**Questions on the material**
A – Answer these questions from the health news roundup below:
(i) What is the name of the polling firm that Celinda Lake runs?
(ii) By what percentage are her firm's premiums going up?
(iii) What is the dollar amount of the anonymous gift Harvard Medical School received?
B – In the health news roundup below, list every topic named in the title line after "Daily Rounds:".
C – From the health news roundup below, return the exact passage that starts with "Health Law Hardly" and goes on through "up 20 percent.".

**Document text**
Daily Rounds: Don't Blame Health Reform; Harvard's Primary Care Boost; Food Labeling Highlighted; Health Care Abuse Tops List; Meningitis Booster For Teens

Health Law Hardly At Fault For Rising Premiums : NPR "Celinda Lake runs the Democratic polling firm Lake Research. She said her firm's premiums are going up 20 percent.
"My broker told me that it's because of health insurance reform," she says. But is it really? Absolutely not, says Jay Angoff, who heads the Office of Consumer Information and Insurance Oversight for the U.S. Department of Health and Human Services. "It would be inaccurate and silly to blame it on the new law," he says." (

Harvard looks to lift primary care - The Boston Globe "Harvard Medical School has received a $30 million anonymous gift to create a major center to transform primary care medicine, a specialty that provides routine front-line care to millions of people but that many doctors consider unglamorous and underpaid." (Boston Globe)

[Records contained in a dataset]

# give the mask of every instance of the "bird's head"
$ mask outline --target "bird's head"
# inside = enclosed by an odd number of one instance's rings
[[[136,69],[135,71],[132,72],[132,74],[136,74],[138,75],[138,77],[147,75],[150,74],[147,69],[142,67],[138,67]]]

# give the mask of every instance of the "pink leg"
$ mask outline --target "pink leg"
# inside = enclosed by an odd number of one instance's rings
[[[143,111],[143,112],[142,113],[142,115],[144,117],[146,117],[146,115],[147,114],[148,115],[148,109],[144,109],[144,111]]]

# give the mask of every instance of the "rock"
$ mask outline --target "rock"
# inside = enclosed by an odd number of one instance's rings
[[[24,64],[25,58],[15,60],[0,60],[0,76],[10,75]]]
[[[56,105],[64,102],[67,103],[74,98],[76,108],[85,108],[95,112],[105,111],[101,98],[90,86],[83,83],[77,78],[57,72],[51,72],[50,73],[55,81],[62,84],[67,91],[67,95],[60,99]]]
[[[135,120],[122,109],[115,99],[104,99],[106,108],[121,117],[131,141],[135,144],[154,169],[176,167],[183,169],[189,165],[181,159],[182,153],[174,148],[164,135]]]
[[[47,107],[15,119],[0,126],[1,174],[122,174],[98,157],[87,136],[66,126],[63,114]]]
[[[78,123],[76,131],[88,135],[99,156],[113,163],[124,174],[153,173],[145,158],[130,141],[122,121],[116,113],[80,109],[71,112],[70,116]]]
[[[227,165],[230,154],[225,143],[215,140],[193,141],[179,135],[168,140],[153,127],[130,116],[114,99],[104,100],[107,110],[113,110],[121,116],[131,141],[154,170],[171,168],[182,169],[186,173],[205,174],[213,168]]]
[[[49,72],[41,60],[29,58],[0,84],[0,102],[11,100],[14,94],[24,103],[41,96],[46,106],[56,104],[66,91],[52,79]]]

**Exercise solutions**
A –
(i) Lake Research
(ii) 20 percent
(iii) $30 million

B –
- Don't Blame Health Reform
- Harvard's Primary Care Boost
- Food Labeling Highlighted
- Health Care Abuse Tops List
- Meningitis Booster For Teens

C –
Health Law Hardly At Fault For Rising Premiums : NPR "Celinda Lake runs the Democratic polling firm Lake Research. She said her firm's premiums are going up 20 percent.